- **Actions to take**
(A) In the patch cover letter, reproduce the passage starting with "This happens inside" and going on through "for this update.", switching every "--prefetch" to "--prefetch-refs".
(B) Turn the paragraph of the patch cover letter that begins "This series fixes this problem" into a short bulleted list that keeps its main facts.

- **Given text**

»»

From: "Derrick Stolee via GitGitGadget" <gitgitgadget@gmail.com>
To: git@vger.kernel.org
Cc: tom.saeger@oracle.com, gitster@pobox.com,
sunshine@sunshineco.com, Derrick Stolee <stolee@gmail.com>,
Josh Steadmon <steadmon@google.com>,
Emily Shaffer <emilyshaffer@google.com>,
Derrick Stolee <derrickstolee@github.com>
Subject: [PATCH v3 0/3] Maintenance: adapt custom refspecs
Date: Sat, 10 Apr 2021 02:03:42 +0000 [thread overview]
Message-ID: <pull.924.v3.git.1618020225.gitgitgadget@gmail.com> (raw)
In-Reply-To: <pull.924.v2.git.1617734870.gitgitgadget@gmail.com>
Tom Saeger rightly pointed out [1] that the prefetch task ignores custom
refspecs. This can lead to downloading more data than requested, and it
doesn't even help the future foreground fetches that use that custom
refspec.
[1]
https://lore.kernel.org/git/20210401184914.qmr7jhjbhp2mt3h6@dhcp-10-154-148-175.vpn.oracle.com/
This series fixes this problem by carefully replacing the start of each
refspec's destination with "refs/prefetch/". If the destination already
starts with "refs/", then that is replaced. Otherwise "refs/prefetch/" is
just prepended.
This happens inside of git fetch when a --prefetch option is given. This
allows us to maniuplate a struct refspec_item instead of a full refspec
string. It also simplifies our logic in testing the prefetch task.
Update in V3
============
* The fix is almost completely rewritten as an update to 'git fetch'. See
the new PATCH 2 for this update.
* There was some discussion of rewriting test_subcommand, but that can be
delayed until a proper solution is found to complications around softer
matches.
Updates in V2
=============
Thanks for the close eye on this series. I appreciate the recommendations,
which I believe I have responded to them all:
* Fixed typos.
* Made refspec_item_format() re-entrant. Consumers must free the buffer.
* Cleaned up style (quoting and tabbing).
Thanks, -Stolee
Derrick Stolee (3):
maintenance: simplify prefetch logic
fetch: add --prefetch option
maintenance: use 'git fetch --prefetch'
Documentation/fetch-options.txt | 5 +++
Documentation/git-maintenance.txt | 6 ++--
builtin/fetch.c | 56 +++++++++++++++++++++++++++++++
builtin/gc.c | 36 +++++---------------
t/t5582-fetch-negative-refspec.sh | 30 +++++++++++++++++
t/t7900-maintenance.sh | 14 ++++----
6 files changed, 109 insertions(+), 38 deletions(-)

««

- **Extracted entries**

»»

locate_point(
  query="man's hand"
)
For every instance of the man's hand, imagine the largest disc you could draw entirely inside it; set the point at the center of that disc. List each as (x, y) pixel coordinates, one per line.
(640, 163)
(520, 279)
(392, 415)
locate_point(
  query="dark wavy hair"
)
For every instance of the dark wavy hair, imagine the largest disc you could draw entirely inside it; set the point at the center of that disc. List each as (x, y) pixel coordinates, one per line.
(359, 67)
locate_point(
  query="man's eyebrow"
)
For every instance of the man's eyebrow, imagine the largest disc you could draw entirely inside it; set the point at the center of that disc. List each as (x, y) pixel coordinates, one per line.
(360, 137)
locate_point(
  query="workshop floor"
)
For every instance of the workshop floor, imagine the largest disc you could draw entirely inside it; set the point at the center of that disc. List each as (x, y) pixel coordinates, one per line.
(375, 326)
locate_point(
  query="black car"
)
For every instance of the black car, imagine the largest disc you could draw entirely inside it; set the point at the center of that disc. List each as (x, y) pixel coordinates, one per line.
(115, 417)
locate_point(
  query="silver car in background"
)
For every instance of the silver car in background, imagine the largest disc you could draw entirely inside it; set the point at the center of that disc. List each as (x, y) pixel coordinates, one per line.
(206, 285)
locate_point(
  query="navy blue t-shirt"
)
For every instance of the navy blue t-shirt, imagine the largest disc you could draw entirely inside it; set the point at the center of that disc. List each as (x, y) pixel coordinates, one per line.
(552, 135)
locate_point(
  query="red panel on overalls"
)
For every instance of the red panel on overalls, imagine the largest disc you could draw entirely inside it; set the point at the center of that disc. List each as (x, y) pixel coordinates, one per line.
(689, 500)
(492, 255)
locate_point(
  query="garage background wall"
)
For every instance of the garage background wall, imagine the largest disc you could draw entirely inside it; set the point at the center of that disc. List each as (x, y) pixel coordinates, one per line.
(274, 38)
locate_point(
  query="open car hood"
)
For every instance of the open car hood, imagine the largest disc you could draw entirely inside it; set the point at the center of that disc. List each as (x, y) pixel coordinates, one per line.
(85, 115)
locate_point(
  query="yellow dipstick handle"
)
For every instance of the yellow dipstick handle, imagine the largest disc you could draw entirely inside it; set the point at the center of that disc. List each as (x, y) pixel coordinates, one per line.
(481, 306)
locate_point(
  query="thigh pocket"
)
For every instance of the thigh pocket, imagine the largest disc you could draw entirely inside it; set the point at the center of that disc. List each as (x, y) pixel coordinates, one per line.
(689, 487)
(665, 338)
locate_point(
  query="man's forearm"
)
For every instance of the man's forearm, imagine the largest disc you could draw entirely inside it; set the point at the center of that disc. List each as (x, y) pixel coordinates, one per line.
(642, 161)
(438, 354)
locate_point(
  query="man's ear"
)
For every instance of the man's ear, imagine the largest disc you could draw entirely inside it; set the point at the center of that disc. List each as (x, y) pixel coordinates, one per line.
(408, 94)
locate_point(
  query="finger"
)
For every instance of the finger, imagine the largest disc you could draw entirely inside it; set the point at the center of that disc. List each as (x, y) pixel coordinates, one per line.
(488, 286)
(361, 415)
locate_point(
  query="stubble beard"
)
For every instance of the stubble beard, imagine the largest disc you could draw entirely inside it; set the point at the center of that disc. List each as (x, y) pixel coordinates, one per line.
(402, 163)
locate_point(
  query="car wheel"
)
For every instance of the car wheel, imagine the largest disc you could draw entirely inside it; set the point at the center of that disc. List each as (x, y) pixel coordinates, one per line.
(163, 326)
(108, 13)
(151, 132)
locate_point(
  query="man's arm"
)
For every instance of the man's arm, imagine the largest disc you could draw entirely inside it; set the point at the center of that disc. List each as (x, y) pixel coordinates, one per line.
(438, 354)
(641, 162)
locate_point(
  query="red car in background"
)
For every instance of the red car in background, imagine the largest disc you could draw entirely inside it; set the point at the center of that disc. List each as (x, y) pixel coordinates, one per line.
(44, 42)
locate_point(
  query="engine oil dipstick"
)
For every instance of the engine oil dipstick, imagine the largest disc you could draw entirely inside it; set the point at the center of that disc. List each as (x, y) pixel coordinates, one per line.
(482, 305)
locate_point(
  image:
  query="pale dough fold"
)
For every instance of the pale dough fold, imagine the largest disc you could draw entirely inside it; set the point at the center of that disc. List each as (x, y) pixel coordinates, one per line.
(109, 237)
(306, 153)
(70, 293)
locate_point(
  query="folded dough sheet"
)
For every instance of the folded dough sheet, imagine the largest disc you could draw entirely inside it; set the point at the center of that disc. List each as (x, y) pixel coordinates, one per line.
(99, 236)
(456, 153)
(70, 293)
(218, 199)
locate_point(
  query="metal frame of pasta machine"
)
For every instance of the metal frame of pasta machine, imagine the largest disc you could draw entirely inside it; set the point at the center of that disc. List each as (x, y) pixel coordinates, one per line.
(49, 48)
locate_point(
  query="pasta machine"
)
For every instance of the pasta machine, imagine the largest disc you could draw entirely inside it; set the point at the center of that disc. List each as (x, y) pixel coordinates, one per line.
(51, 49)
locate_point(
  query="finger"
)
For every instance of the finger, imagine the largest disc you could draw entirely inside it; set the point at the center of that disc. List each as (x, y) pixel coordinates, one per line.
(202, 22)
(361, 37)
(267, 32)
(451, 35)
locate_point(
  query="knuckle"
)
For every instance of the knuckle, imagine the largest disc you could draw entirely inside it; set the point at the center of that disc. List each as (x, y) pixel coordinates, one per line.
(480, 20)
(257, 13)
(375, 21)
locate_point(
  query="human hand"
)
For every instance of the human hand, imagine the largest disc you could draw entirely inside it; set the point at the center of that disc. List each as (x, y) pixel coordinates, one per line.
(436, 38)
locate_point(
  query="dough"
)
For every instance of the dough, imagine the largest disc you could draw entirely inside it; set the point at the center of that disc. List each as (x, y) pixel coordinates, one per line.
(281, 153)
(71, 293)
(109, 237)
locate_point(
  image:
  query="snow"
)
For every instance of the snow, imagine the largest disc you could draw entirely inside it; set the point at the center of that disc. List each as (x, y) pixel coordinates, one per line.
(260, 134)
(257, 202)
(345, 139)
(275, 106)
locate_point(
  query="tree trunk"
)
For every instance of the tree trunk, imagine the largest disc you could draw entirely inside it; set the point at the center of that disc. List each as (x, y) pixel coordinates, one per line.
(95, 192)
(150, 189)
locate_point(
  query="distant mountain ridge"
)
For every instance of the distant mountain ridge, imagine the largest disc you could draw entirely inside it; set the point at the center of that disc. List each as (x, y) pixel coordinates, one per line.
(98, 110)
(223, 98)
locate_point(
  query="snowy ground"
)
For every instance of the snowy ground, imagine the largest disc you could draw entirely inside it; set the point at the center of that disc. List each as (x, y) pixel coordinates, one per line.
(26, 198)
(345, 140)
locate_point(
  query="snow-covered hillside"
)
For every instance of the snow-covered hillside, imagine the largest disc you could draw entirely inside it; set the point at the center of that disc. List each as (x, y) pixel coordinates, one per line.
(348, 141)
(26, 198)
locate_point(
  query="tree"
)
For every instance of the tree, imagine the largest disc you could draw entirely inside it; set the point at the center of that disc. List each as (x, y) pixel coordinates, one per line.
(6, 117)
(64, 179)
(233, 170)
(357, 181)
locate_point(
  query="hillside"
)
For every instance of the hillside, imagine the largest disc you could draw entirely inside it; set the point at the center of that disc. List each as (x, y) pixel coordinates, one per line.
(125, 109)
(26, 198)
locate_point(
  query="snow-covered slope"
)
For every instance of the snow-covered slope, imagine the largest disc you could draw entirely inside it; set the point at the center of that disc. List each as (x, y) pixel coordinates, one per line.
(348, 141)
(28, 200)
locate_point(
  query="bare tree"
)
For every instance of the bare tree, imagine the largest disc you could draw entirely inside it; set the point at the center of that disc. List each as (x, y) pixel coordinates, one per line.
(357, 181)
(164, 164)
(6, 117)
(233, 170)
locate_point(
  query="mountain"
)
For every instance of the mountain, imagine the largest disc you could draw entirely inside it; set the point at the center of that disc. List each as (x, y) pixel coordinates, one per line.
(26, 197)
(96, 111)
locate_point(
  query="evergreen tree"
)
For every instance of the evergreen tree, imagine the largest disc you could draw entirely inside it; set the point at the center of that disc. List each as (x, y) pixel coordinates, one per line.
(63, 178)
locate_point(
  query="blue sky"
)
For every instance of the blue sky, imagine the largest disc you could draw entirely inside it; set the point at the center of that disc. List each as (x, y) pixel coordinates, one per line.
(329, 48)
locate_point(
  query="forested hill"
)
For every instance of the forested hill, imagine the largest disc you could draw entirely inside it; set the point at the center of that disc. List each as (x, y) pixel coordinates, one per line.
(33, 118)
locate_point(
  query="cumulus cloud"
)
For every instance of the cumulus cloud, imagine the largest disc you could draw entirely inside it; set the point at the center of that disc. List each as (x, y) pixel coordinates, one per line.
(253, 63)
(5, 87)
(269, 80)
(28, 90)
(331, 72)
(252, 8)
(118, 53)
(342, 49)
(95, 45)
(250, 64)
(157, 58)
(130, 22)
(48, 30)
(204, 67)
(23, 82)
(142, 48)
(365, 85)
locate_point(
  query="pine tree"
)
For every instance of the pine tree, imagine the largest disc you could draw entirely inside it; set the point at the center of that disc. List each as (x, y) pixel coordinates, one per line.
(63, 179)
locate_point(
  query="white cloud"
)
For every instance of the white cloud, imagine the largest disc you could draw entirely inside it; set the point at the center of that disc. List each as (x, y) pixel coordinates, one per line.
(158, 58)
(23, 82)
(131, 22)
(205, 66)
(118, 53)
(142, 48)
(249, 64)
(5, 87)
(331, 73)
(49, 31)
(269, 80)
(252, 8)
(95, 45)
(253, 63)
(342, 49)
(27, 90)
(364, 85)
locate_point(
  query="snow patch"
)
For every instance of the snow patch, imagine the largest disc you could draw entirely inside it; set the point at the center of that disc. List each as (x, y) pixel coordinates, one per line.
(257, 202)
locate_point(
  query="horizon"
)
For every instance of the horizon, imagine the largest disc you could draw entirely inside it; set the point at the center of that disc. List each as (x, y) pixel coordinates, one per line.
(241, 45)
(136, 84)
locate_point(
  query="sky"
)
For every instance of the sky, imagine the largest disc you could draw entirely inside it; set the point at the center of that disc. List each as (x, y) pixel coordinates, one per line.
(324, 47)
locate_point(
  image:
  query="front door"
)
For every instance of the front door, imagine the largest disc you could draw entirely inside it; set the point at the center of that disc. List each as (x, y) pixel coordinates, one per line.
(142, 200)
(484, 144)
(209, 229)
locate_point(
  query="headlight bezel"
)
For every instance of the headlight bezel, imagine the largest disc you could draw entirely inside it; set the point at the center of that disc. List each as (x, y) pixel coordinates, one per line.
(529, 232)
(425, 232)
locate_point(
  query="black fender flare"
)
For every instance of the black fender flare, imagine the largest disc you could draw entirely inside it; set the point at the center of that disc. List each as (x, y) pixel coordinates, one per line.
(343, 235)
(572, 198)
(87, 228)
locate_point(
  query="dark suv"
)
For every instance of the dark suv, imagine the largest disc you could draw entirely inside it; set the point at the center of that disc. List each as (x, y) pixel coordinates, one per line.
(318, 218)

««

- **Solutions**
(A)
This happens inside of git fetch when a --prefetch-refs option is given. This
allows us to maniuplate a struct refspec_item instead of a full refspec
string. It also simplifies our logic in testing the prefetch task.
Update in V3
============
* The fix is almost completely rewritten as an update to 'git fetch'. See
the new PATCH 2 for this update.

(B)
- The series replaces the start of each refspec's destination with "refs/prefetch/".
- If the destination already starts with "refs/", that part is replaced.
- Otherwise, "refs/prefetch/" is prepended.